* TASK REQUIREMENTS:
**1.** In the Myanmar travel passage, how long was the mini-bus ride to Mandalay?
**2.** Transcribe the Myanmar travel passage word for word, starting with "Anticipating—correctly—that I would" and going on through "in the city.".

I went back to my hostel to relax by the rooftop pool—this is what you get when you spend a relatively expensive $14/night. I grabbed dinner at the place down the road I had been to the night before. I absolutely loved their pork curry with coconut rice and a mixture of pickled vegetables I didn't recognize (but mostly the coconut rice). This second time, however, my food came out almost immediately, which was not common in Myanmar. It was here, of course, that my trip took a turn for the worse.
Long story short, during the night I came down with some sort of food poisoning. I was due to head to Mandalay the next afternoon, so I had the joyous experience of clenching my entire digestive tract on a 5-hour mini-bus ride. The seats were not roomy, and luggage completely filled the aisle. We stopped at one rest stop, and like all the other rest stops I had seen on my bus rides across Myanmar, there were only non-flushing squat toilets. I would not have survived were it not for Imodium.
Anticipating—correctly—that I would be pretty worn out by this point in the trip, I booked myself a private room with a shared bathroom in a brand new hotel in Mandalay. I barely ate the day I arrived, and even after lots of rest in my heavily air conditioned room, I still felt nauseous during my first full day. I had to cut down on my Mandalay plans accordingly. I rented a motorbike for the afternoon and ended up with a painfully ugly pink scooter. It had seen better days, and there were flower and butterfly decals all over. Just in case I needed another reason to stick out as one of the few Westerners in the city.
 |
Bridge over the Irrawaddy. |
 |
Sagaing Hill and boats on the Irrawaddy. |
I headed about an hour outside the city to visit the pagodas of Sagaing Hill. I crossed a large bridge over the Irrawaddy River and then wound my way up the hill, passing groups of Buddhist nuns (
more or less) and monks walking on the side of the road.
 |
The terrace of Soon U Ponya Shin Pagoda. |
 |
Looking out towards another temple. |
At the top, I visited Soon U Ponya Shin Pagoda, which provided gorgeous views of the rest of the hill and the Irrawaddy River. I was still nauseous and exhausted from my food poisoning the day before, so I dazedly wandered around the grounds for about an hour.
 |
The covered walkway (zaungdan) up the hill is a common feature of Burmese temples. |
 |
Sunset on the Irrawaddy. |
Sunset was approaching, and I was ready to call it a day. For my first full meal in nearly 36 hours, I needed something mild and familiar, which meant a visit to KFC for a chicken sandwich. I felt kind of guilty about it, but I had zero appetite for anything local.

Records:
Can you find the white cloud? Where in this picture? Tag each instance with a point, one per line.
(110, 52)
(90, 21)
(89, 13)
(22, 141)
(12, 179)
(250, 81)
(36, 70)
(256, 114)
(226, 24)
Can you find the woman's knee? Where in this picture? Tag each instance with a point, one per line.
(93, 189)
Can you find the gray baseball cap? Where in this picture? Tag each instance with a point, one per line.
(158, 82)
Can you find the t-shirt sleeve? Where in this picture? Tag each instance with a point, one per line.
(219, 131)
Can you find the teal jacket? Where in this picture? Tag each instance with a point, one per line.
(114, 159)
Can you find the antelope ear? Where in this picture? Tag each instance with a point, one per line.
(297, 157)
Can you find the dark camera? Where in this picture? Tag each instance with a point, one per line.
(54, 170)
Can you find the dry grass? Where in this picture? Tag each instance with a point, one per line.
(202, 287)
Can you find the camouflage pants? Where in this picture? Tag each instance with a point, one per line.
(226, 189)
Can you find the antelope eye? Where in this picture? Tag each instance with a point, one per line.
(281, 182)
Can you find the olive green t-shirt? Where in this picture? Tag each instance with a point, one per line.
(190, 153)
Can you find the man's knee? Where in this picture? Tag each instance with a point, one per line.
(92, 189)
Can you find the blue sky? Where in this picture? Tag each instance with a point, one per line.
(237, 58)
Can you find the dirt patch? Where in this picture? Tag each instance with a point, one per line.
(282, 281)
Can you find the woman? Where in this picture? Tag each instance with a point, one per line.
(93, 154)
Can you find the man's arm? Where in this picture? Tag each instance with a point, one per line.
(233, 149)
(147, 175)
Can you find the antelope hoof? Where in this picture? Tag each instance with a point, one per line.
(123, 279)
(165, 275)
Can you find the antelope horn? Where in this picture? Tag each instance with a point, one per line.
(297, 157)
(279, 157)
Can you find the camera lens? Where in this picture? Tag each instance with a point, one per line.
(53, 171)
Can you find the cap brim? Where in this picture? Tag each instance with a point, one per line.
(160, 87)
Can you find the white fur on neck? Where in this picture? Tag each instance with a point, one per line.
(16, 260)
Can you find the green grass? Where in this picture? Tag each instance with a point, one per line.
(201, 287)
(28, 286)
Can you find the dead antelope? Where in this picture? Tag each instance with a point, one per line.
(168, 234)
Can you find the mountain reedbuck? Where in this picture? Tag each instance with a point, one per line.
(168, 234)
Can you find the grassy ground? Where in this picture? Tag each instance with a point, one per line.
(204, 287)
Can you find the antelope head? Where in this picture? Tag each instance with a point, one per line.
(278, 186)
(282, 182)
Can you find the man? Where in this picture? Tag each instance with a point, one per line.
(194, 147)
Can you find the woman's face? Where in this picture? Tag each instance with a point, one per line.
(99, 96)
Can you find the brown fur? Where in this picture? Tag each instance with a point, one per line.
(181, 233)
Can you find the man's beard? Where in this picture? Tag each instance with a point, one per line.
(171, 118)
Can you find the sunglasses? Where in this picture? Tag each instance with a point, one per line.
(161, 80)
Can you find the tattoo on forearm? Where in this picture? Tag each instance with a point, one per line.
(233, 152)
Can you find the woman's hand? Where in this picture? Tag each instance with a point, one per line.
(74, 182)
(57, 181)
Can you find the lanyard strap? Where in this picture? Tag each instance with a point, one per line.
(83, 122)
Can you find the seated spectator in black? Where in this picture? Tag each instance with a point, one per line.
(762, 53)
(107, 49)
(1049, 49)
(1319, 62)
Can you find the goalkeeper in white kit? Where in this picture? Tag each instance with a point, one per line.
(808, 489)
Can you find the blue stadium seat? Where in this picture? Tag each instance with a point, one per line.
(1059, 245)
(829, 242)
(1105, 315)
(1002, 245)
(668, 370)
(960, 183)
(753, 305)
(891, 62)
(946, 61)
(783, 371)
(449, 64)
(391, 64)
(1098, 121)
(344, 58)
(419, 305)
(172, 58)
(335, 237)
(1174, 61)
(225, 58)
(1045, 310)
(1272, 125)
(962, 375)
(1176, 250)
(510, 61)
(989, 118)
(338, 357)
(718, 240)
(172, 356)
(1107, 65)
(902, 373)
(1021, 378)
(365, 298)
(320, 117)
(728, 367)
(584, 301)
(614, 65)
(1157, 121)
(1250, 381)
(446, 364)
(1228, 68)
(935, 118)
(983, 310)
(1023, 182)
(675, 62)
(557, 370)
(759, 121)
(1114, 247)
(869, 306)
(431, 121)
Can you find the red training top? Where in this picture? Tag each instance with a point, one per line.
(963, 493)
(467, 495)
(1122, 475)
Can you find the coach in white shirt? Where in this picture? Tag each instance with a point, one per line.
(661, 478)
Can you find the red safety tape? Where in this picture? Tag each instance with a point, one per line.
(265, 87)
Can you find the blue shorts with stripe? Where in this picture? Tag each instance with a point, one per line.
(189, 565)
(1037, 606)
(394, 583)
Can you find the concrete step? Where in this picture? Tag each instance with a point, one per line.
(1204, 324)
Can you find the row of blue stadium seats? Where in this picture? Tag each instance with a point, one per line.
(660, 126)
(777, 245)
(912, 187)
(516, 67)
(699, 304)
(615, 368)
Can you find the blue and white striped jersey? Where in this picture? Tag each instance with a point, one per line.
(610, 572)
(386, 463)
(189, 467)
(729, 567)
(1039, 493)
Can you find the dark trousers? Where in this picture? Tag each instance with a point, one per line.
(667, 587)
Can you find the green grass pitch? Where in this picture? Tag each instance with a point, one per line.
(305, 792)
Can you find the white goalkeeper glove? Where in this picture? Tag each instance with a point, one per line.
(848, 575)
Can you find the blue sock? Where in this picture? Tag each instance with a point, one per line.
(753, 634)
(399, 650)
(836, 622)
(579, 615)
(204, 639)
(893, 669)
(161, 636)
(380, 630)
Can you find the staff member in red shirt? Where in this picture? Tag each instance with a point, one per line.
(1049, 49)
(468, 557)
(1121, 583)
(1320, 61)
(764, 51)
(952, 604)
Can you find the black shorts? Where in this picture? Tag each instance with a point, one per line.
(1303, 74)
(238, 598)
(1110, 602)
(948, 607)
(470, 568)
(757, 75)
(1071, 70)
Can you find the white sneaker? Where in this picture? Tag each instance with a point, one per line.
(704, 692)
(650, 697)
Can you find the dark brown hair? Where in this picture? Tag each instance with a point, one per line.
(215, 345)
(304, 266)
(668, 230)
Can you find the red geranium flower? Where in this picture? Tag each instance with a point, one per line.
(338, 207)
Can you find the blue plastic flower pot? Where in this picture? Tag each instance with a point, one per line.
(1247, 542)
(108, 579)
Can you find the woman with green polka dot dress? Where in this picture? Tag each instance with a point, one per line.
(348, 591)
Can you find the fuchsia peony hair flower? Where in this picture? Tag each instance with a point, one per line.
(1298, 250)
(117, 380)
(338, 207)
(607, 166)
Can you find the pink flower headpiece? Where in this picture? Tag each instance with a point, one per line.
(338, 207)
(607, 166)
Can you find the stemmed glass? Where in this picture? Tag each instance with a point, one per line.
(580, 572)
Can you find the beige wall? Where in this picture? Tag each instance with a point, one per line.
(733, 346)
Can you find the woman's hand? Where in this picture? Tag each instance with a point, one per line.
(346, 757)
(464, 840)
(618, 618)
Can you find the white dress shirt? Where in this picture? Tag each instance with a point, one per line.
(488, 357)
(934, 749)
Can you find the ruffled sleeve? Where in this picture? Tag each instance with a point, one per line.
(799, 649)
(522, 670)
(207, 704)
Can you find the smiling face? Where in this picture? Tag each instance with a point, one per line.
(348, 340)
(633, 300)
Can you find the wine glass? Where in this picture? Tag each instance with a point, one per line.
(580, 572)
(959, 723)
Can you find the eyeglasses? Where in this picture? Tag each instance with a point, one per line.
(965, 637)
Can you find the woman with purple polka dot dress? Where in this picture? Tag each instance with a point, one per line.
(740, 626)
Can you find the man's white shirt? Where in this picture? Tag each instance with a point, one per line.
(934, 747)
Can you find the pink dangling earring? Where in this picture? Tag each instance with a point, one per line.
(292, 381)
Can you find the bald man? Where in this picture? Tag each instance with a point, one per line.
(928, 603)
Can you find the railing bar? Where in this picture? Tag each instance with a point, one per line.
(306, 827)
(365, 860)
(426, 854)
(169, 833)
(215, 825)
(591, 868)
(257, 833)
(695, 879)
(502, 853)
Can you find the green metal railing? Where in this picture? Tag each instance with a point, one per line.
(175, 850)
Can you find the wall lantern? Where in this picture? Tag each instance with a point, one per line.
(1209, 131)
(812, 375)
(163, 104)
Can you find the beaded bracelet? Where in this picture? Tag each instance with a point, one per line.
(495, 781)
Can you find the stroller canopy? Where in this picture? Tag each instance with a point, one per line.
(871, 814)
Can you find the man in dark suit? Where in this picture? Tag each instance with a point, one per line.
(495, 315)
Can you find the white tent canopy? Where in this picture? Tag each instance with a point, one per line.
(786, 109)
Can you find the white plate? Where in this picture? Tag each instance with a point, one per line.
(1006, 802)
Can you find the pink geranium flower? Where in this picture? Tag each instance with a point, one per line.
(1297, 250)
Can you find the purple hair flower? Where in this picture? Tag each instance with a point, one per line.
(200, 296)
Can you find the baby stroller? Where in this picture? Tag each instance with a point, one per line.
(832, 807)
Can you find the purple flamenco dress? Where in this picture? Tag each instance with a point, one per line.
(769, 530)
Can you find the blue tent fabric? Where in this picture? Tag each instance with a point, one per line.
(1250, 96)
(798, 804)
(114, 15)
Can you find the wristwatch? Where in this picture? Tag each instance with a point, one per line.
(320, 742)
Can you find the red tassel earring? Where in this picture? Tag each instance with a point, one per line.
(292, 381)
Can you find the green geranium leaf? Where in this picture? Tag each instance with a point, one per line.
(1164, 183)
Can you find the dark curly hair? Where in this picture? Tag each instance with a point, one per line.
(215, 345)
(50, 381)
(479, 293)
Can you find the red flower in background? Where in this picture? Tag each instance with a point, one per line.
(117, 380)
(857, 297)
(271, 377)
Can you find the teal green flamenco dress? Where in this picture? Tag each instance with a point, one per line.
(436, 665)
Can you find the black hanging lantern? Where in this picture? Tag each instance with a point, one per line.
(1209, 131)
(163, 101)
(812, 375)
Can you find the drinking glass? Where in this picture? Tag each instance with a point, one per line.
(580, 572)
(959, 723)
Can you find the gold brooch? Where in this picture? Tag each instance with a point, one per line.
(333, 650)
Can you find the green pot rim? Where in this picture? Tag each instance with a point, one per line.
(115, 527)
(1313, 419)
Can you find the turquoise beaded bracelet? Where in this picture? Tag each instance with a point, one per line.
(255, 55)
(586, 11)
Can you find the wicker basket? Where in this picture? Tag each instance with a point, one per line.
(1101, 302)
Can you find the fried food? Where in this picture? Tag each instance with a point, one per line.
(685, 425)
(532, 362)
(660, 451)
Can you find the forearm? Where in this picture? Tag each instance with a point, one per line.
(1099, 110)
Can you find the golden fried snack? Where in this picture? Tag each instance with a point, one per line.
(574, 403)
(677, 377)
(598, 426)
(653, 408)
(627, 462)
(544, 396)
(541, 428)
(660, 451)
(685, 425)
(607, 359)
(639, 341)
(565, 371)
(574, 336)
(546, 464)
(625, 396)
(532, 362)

* EXERCISE SOLUTIONS:
**1.** The mini-bus ride to Mandalay took five hours.

**2.**
Anticipating—correctly—that I would be pretty worn out by this point in the trip, I booked myself a private room with a shared bathroom in a brand new hotel in Mandalay. I barely ate the day I arrived, and even after lots of rest in my heavily air conditioned room, I still felt nauseous during my first full day. I had to cut down on my Mandalay plans accordingly. I rented a motorbike for the afternoon and ended up with a painfully ugly pink scooter. It had seen better days, and there were flower and butterfly decals all over. Just in case I needed another reason to stick out as one of the few Westerners in the city.